▶ [How to complete this task] Exact reproduction required: print each line of the material below.

▶ [Task data]

##############################

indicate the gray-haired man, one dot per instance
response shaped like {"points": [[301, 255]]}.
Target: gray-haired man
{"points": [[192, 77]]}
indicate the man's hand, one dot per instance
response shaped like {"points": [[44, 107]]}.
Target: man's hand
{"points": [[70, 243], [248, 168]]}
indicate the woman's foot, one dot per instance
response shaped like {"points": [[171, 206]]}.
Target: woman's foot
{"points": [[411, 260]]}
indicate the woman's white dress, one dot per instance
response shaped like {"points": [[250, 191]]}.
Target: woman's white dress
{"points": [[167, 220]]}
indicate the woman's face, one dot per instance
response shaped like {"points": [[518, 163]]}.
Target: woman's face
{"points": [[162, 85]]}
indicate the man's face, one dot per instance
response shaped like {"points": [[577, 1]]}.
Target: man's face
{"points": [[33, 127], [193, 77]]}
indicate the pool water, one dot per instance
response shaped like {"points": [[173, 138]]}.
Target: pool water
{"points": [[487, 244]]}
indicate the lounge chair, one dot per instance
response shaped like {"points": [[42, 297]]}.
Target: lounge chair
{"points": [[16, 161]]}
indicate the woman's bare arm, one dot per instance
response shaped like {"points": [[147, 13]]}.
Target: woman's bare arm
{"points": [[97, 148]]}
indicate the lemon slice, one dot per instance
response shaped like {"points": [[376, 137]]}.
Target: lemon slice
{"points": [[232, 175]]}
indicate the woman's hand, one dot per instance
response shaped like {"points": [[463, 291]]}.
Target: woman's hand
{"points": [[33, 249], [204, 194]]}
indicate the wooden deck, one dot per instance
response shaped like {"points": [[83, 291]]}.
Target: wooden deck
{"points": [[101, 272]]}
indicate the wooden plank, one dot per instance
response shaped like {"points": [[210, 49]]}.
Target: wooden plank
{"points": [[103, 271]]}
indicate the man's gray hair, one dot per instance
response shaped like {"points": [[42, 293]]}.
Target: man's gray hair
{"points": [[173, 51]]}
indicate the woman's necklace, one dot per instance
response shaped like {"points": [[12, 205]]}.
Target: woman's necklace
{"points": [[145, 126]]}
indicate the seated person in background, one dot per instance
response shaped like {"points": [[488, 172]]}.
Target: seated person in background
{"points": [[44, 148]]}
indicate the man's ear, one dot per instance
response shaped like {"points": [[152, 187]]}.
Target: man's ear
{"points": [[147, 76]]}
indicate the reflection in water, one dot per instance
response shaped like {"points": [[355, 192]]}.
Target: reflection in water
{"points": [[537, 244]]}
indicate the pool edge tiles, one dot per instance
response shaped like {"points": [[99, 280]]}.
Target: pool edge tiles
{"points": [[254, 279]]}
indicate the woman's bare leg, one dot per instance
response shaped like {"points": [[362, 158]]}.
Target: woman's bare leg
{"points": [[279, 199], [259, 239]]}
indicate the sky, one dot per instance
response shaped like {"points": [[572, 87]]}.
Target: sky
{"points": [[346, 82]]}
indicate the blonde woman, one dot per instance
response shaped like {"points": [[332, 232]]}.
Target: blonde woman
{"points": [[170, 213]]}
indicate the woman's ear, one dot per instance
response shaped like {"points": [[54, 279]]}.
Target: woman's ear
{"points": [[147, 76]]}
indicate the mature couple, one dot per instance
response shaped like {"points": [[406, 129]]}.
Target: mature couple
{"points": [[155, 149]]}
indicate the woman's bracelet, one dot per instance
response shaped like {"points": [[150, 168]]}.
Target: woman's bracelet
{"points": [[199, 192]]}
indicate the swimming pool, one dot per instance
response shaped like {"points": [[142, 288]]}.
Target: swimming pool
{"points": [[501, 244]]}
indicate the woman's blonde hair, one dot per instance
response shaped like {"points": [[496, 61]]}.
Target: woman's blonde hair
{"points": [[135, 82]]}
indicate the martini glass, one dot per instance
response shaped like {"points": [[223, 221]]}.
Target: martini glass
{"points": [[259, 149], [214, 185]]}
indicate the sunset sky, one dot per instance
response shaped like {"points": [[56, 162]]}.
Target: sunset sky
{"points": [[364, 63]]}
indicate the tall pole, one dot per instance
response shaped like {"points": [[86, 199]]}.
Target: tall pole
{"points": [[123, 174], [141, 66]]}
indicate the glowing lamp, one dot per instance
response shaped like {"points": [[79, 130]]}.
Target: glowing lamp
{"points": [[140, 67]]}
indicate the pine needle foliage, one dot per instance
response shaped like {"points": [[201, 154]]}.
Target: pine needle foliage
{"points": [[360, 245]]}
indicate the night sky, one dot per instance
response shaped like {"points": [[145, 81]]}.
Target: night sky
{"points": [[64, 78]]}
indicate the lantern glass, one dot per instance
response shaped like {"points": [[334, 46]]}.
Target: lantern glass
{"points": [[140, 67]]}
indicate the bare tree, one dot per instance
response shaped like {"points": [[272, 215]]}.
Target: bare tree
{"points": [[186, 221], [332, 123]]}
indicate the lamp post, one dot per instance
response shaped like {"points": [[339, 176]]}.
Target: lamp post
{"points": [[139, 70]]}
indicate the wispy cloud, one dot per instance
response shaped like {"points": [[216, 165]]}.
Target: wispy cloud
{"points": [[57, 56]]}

##############################

▶ [Exercise answer]
indicate the gray-haired man, one dot per instance
response shaped like {"points": [[301, 255]]}.
Target: gray-haired man
{"points": [[192, 77]]}
indicate the man's hand, one dot per instance
response shaped like {"points": [[44, 107]]}.
Target: man's hand
{"points": [[70, 243], [248, 168]]}
indicate the woman's foot, one dot per instance
response shaped like {"points": [[171, 206]]}.
Target: woman's foot
{"points": [[411, 260]]}
indicate the woman's white dress, one dot per instance
response shaped like {"points": [[250, 191]]}.
Target: woman's white dress
{"points": [[167, 220]]}
indicate the woman's face, one dot per instance
response shaped like {"points": [[518, 163]]}.
Target: woman's face
{"points": [[162, 85]]}
indicate the man's face, one dot per instance
response shaped like {"points": [[577, 1]]}.
Target: man's face
{"points": [[33, 127], [193, 77]]}
indicate the pool water, one dot per instance
response shaped like {"points": [[173, 138]]}.
Target: pool water
{"points": [[487, 244]]}
indicate the lounge chair, one dot per instance
response shaped like {"points": [[42, 297]]}.
Target: lounge chair
{"points": [[16, 161]]}
indicate the woman's bare arm, one dot per instance
response shaped like {"points": [[147, 13]]}.
Target: woman's bare arm
{"points": [[97, 148]]}
indicate the lemon slice, one dot per instance
response shaped like {"points": [[376, 137]]}.
Target: lemon slice
{"points": [[232, 175]]}
indicate the woman's hand, one dot per instance
response shaped like {"points": [[463, 291]]}.
Target: woman's hand
{"points": [[33, 249], [204, 194]]}
indicate the wooden deck, one dot per instance
response shaped like {"points": [[83, 291]]}.
Target: wooden deck
{"points": [[101, 272]]}
indicate the wooden plank, one dot per instance
response shaped like {"points": [[210, 49]]}.
Target: wooden plank
{"points": [[103, 271]]}
indicate the man's gray hair, one dot per instance
response shaped like {"points": [[42, 293]]}.
Target: man's gray hair
{"points": [[173, 51]]}
indicate the woman's necklace, one dot per instance
response shaped like {"points": [[12, 205]]}.
Target: woman's necklace
{"points": [[145, 126]]}
indicate the seated person in background, one dot per instance
response shaped like {"points": [[488, 172]]}.
Target: seated person in background
{"points": [[44, 148]]}
indicate the man's ear, one dot per instance
response shaped like {"points": [[152, 187]]}.
Target: man's ear
{"points": [[147, 76]]}
indicate the reflection in water, one dot per instance
response shaped like {"points": [[355, 192]]}.
Target: reflection in water
{"points": [[537, 244]]}
indicate the pool edge tiles, one dot per instance
response shaped like {"points": [[99, 280]]}.
Target: pool edge tiles
{"points": [[254, 279]]}
indicate the woman's bare leg, one dot per instance
response shaped like {"points": [[362, 158]]}.
Target: woman's bare leg
{"points": [[279, 199], [259, 239]]}
indicate the sky, one dot per instance
response shaped like {"points": [[572, 87]]}.
Target: sky
{"points": [[346, 82]]}
indicate the blonde woman, one dot per instance
response shaped like {"points": [[332, 232]]}.
Target: blonde woman
{"points": [[170, 213]]}
indicate the woman's ear, one dot per instance
response shaped like {"points": [[54, 279]]}.
Target: woman's ear
{"points": [[147, 76]]}
indicate the mature couple, one dot per instance
response shaped like {"points": [[406, 129]]}.
Target: mature couple
{"points": [[155, 149]]}
indicate the woman's bracelet, one dot per instance
response shaped like {"points": [[150, 168]]}.
Target: woman's bracelet
{"points": [[199, 192]]}
indicate the swimming pool, one dot per instance
response shaped like {"points": [[142, 288]]}.
Target: swimming pool
{"points": [[501, 244]]}
indicate the woman's blonde hair, one dot per instance
response shaped like {"points": [[496, 61]]}.
Target: woman's blonde hair
{"points": [[135, 82]]}
indicate the martini glass, one dot per instance
response shaped like {"points": [[223, 221]]}.
Target: martini glass
{"points": [[259, 149], [214, 185]]}
indicate the sunset sky, one dot per instance
response shaped like {"points": [[56, 162]]}.
Target: sunset sky
{"points": [[364, 63]]}
indicate the tall pole, one dot per instance
response shaped like {"points": [[86, 199]]}.
Target: tall pole
{"points": [[123, 174], [141, 66]]}
indicate the glowing lamp, one dot per instance
response shaped like {"points": [[79, 130]]}.
Target: glowing lamp
{"points": [[140, 67]]}
indicate the pine needle foliage, one dot per instance
response shaped like {"points": [[201, 154]]}.
Target: pine needle foliage
{"points": [[360, 245]]}
indicate the night sky, one dot per instance
response shaped like {"points": [[145, 81]]}.
Target: night sky
{"points": [[64, 78]]}
indicate the lantern glass, one dot per instance
response shaped like {"points": [[334, 46]]}.
Target: lantern glass
{"points": [[140, 67]]}
indicate the bare tree, one dot per instance
response shaped like {"points": [[272, 215]]}.
Target: bare tree
{"points": [[186, 221], [332, 123]]}
indicate the lamp post, one dot per instance
response shaped like {"points": [[339, 176]]}.
Target: lamp post
{"points": [[139, 70]]}
indicate the wispy cloud, one dot per instance
response shaped like {"points": [[216, 165]]}.
Target: wispy cloud
{"points": [[57, 56]]}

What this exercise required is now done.